Task instructions: Convert each line of the items below into a JSON list of strings, one string per line, leaving out any blank lines.

Task material:
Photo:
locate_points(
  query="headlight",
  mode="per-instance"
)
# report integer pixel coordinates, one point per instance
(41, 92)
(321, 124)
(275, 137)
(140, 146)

Exercise result:
[
  "Photo:",
  "locate_points(",
  "  query=\"headlight\",",
  "  mode=\"per-instance\"",
  ")",
  "# report integer pixel coordinates, one point per instance",
  "(41, 92)",
  "(321, 124)",
  "(275, 137)",
  "(140, 146)"
]